**Exercise instructions:** How many of the lines below contain the string "instances", with case counting? Give only the number.

START Provided records

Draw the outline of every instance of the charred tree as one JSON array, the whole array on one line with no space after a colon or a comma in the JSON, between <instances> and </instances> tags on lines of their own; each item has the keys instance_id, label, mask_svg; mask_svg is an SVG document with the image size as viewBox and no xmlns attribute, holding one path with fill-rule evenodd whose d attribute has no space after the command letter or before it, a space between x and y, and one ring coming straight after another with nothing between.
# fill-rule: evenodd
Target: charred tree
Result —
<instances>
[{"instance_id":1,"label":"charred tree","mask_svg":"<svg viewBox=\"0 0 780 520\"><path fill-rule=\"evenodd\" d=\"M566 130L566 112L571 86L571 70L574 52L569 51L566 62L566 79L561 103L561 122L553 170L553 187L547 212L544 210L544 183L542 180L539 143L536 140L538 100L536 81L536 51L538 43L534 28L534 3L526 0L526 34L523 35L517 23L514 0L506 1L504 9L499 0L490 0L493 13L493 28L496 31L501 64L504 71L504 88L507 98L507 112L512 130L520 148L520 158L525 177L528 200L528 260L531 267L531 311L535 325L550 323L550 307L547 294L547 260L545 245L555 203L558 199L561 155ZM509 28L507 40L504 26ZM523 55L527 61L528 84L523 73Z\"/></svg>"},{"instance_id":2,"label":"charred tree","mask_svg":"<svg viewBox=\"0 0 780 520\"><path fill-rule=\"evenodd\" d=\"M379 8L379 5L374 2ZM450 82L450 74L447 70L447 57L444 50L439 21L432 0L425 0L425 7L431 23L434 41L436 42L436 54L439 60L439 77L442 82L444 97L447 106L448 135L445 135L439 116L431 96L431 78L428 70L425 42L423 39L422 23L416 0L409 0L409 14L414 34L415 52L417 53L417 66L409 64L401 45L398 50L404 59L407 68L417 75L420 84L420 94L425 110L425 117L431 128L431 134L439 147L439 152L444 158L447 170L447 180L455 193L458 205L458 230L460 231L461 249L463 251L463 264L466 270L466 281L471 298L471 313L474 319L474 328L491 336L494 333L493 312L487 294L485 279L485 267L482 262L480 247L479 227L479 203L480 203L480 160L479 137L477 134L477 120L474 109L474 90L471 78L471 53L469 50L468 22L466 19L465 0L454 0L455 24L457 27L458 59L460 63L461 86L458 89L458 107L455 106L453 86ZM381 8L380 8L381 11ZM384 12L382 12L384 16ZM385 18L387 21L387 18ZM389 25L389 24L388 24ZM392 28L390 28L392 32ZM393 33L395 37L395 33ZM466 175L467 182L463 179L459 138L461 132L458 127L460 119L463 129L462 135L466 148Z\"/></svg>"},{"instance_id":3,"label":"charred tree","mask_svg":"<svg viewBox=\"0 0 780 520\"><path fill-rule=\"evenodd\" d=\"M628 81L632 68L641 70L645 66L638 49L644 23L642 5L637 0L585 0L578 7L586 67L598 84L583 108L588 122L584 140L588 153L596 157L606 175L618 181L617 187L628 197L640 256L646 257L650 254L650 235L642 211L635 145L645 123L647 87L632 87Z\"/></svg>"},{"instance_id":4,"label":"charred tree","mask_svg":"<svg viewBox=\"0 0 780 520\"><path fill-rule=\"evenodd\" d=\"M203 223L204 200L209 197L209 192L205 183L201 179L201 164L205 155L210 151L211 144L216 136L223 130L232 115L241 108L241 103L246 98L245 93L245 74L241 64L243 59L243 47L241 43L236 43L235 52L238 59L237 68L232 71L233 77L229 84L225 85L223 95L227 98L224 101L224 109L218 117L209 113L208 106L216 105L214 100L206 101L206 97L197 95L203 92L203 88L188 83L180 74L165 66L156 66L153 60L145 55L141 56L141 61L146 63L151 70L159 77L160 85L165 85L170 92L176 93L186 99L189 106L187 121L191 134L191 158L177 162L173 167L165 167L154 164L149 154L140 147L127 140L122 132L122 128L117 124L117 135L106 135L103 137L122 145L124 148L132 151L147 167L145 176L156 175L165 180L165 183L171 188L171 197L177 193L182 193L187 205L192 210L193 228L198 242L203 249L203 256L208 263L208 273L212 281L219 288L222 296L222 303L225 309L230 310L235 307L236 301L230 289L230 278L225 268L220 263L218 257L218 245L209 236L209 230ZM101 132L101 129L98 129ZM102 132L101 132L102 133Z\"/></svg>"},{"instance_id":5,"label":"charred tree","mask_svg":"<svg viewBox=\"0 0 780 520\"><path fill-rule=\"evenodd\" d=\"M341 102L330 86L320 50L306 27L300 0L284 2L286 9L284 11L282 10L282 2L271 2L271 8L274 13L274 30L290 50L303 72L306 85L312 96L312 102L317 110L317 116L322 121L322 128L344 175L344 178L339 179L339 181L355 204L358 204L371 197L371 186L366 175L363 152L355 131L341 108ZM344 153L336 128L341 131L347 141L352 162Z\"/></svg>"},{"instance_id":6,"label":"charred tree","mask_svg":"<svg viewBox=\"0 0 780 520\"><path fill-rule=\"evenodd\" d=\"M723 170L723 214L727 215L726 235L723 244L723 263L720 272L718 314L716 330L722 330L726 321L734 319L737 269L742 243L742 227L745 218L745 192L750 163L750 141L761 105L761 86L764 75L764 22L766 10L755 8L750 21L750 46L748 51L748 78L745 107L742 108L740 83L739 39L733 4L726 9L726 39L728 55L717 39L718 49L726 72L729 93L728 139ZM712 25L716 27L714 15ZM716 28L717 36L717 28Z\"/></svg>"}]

END Provided records

**Result:** 2